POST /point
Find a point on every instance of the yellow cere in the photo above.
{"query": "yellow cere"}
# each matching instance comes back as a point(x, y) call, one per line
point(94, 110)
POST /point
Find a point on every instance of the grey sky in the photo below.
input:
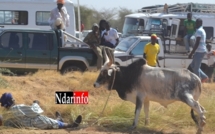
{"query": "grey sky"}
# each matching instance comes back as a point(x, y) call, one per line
point(132, 4)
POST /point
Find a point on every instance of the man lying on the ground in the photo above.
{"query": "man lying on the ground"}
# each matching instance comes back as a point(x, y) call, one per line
point(23, 116)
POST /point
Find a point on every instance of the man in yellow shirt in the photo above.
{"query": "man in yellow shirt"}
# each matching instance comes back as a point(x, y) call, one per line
point(151, 51)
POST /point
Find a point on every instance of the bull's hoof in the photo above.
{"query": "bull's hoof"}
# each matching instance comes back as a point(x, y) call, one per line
point(202, 124)
point(199, 131)
point(147, 122)
point(132, 128)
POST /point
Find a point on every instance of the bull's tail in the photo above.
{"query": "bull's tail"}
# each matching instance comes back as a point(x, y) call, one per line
point(194, 117)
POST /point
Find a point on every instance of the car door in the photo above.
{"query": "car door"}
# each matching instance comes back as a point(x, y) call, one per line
point(137, 51)
point(174, 28)
point(12, 53)
point(38, 51)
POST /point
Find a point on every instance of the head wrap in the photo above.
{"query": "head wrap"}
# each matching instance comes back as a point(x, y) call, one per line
point(153, 36)
point(60, 2)
point(6, 100)
point(59, 22)
point(95, 25)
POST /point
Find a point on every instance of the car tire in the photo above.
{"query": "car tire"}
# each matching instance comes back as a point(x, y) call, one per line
point(71, 68)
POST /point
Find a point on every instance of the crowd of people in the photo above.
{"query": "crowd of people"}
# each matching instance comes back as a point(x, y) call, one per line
point(26, 116)
point(103, 35)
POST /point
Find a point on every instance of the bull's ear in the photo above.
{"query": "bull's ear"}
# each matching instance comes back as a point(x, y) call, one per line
point(110, 72)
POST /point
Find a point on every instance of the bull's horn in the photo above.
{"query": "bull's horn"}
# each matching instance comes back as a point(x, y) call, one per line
point(110, 57)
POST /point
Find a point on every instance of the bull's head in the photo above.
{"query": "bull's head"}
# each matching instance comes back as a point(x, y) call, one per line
point(105, 76)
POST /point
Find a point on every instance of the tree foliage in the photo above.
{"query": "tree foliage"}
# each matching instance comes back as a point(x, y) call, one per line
point(115, 16)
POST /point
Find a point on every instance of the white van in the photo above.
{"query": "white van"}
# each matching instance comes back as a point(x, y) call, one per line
point(32, 14)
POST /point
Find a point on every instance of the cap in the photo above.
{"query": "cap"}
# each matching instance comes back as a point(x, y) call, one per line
point(60, 2)
point(153, 36)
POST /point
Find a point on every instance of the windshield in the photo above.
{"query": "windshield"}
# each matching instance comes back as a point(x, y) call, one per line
point(131, 26)
point(153, 23)
point(125, 44)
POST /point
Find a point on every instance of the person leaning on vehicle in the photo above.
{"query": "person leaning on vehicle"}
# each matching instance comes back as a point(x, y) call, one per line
point(189, 31)
point(59, 12)
point(151, 51)
point(93, 40)
point(20, 115)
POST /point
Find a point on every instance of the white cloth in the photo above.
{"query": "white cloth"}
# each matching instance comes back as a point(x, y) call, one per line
point(111, 36)
point(28, 116)
point(200, 32)
point(211, 57)
point(56, 14)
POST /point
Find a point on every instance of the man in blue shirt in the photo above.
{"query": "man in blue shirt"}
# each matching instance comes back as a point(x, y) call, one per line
point(199, 51)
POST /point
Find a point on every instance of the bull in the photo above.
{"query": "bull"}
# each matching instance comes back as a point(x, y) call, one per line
point(139, 83)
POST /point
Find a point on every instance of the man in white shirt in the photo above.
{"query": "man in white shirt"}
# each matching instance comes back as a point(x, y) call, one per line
point(110, 36)
point(24, 116)
point(57, 13)
point(199, 51)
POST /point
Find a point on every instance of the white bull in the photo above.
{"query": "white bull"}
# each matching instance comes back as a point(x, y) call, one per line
point(140, 83)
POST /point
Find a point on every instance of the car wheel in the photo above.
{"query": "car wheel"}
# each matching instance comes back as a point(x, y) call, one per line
point(71, 69)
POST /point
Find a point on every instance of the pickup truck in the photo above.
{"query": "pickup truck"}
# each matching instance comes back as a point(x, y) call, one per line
point(23, 50)
point(131, 49)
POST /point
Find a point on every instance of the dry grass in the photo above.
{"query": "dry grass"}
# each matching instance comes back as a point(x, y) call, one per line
point(118, 115)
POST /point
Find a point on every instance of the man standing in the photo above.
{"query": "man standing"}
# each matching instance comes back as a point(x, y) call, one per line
point(199, 51)
point(59, 12)
point(189, 31)
point(151, 52)
point(93, 39)
point(110, 36)
point(30, 116)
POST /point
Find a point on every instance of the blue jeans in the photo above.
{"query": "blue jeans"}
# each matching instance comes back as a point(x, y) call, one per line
point(187, 41)
point(196, 64)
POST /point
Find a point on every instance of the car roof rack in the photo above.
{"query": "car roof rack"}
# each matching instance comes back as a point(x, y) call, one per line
point(181, 7)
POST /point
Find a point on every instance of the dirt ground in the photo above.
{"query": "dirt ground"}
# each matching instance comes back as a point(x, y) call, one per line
point(94, 130)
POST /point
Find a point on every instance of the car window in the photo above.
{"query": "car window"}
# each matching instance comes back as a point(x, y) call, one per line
point(139, 48)
point(125, 44)
point(11, 40)
point(38, 41)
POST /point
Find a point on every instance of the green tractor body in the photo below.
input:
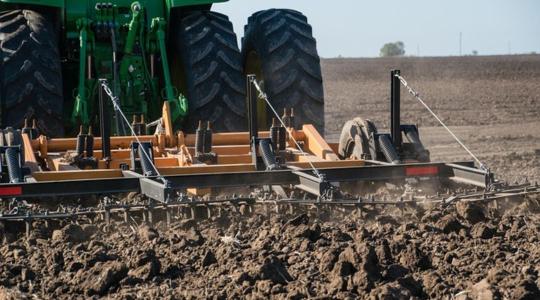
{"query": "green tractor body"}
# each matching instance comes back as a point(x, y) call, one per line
point(114, 41)
point(148, 51)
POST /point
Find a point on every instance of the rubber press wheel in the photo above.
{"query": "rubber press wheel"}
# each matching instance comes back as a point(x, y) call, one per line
point(355, 140)
point(210, 66)
point(30, 72)
point(279, 48)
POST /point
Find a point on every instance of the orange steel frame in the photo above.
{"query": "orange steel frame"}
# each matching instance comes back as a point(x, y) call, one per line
point(173, 154)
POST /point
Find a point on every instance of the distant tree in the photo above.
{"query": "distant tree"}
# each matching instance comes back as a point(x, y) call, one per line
point(393, 49)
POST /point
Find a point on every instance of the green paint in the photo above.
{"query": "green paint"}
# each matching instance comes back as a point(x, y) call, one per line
point(141, 34)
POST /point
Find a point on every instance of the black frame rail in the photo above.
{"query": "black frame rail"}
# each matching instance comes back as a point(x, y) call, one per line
point(154, 188)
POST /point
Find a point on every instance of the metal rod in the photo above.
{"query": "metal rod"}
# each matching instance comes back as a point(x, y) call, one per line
point(395, 116)
point(104, 123)
point(252, 107)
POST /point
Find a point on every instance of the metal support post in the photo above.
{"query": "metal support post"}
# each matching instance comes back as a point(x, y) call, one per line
point(252, 107)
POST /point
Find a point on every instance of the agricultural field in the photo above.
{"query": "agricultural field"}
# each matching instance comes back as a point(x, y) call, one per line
point(492, 103)
point(462, 251)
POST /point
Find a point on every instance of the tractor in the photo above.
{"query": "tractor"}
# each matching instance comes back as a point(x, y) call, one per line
point(53, 53)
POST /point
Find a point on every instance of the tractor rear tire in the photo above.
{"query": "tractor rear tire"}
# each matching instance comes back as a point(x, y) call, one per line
point(30, 72)
point(279, 48)
point(212, 69)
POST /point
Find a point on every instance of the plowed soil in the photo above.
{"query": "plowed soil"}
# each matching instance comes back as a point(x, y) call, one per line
point(463, 251)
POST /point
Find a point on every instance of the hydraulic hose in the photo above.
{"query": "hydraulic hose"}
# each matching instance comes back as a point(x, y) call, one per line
point(120, 129)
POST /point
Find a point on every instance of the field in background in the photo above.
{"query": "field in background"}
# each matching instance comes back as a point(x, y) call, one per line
point(491, 102)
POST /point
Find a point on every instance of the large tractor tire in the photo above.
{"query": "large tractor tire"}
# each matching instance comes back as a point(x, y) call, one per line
point(279, 48)
point(212, 69)
point(30, 72)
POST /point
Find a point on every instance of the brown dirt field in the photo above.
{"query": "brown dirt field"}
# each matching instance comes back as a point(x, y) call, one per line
point(462, 251)
point(492, 103)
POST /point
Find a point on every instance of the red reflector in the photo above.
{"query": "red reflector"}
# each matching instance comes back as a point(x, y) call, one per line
point(422, 171)
point(11, 191)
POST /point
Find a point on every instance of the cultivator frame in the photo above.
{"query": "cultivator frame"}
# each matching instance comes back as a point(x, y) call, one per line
point(182, 164)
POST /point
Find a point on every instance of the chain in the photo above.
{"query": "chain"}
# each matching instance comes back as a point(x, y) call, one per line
point(115, 101)
point(417, 96)
point(263, 96)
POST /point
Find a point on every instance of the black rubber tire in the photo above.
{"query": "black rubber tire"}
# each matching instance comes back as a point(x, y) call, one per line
point(286, 59)
point(212, 66)
point(30, 72)
point(354, 141)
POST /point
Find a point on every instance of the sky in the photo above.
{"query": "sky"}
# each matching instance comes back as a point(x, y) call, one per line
point(358, 28)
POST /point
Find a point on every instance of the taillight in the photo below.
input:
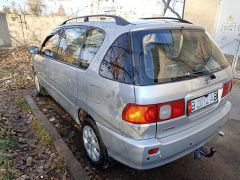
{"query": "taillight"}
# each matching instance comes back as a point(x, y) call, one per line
point(171, 109)
point(227, 87)
point(146, 114)
point(139, 114)
point(153, 151)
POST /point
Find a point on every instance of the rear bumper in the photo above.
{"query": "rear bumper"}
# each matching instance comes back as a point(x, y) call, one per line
point(134, 153)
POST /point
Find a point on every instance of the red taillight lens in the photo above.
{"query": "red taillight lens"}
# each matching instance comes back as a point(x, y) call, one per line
point(153, 151)
point(146, 114)
point(189, 108)
point(227, 87)
point(139, 114)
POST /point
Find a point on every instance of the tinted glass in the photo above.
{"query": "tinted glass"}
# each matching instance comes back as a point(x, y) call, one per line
point(93, 42)
point(70, 45)
point(50, 48)
point(117, 63)
point(171, 55)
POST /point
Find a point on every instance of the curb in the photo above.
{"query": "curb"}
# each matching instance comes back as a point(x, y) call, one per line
point(74, 166)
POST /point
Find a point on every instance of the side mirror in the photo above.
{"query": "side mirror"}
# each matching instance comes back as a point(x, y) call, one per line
point(49, 53)
point(33, 50)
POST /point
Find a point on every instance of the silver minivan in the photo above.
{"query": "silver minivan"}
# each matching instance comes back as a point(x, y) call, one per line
point(145, 92)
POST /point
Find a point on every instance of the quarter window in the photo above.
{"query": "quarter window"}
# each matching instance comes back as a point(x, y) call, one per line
point(93, 42)
point(70, 45)
point(51, 46)
point(117, 63)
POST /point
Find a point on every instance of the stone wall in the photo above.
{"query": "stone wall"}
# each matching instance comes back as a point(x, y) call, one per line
point(4, 33)
point(31, 30)
point(203, 13)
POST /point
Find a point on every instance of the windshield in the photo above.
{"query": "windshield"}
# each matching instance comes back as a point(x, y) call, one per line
point(172, 55)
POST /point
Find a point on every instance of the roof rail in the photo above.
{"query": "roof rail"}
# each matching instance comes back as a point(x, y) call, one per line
point(119, 20)
point(171, 18)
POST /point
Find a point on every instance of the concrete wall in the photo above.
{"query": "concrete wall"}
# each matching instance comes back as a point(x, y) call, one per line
point(34, 30)
point(203, 13)
point(4, 33)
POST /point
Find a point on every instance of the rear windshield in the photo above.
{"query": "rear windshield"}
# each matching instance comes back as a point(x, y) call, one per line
point(174, 55)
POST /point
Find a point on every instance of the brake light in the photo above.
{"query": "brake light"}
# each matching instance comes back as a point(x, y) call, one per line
point(139, 114)
point(227, 87)
point(153, 151)
point(146, 114)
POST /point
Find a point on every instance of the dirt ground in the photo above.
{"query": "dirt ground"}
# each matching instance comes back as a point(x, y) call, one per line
point(26, 151)
point(28, 154)
point(224, 165)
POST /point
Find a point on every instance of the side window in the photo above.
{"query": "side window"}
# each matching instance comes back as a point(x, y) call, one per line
point(70, 45)
point(51, 46)
point(117, 63)
point(93, 42)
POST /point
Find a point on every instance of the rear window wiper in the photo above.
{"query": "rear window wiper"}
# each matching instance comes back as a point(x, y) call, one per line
point(187, 76)
point(205, 73)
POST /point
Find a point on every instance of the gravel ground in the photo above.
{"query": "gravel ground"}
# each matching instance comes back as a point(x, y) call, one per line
point(224, 165)
point(26, 151)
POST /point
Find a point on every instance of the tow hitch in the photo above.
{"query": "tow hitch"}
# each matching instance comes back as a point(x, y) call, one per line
point(203, 152)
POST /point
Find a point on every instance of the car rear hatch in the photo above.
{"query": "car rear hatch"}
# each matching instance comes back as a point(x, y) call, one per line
point(179, 65)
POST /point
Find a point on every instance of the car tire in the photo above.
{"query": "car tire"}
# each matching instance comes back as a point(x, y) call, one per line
point(93, 145)
point(39, 88)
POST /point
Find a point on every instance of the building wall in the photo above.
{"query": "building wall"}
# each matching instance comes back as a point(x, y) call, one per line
point(34, 31)
point(203, 13)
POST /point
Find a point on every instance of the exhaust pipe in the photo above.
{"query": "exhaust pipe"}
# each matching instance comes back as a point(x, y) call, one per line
point(197, 154)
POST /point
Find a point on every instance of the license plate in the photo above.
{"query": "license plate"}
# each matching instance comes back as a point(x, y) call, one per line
point(202, 102)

::::

Go through the data and return each line where the word "large" appears.

| The completed task |
Find a point on every instance of the large tractor tire in the photo above.
{"query": "large tractor tire"}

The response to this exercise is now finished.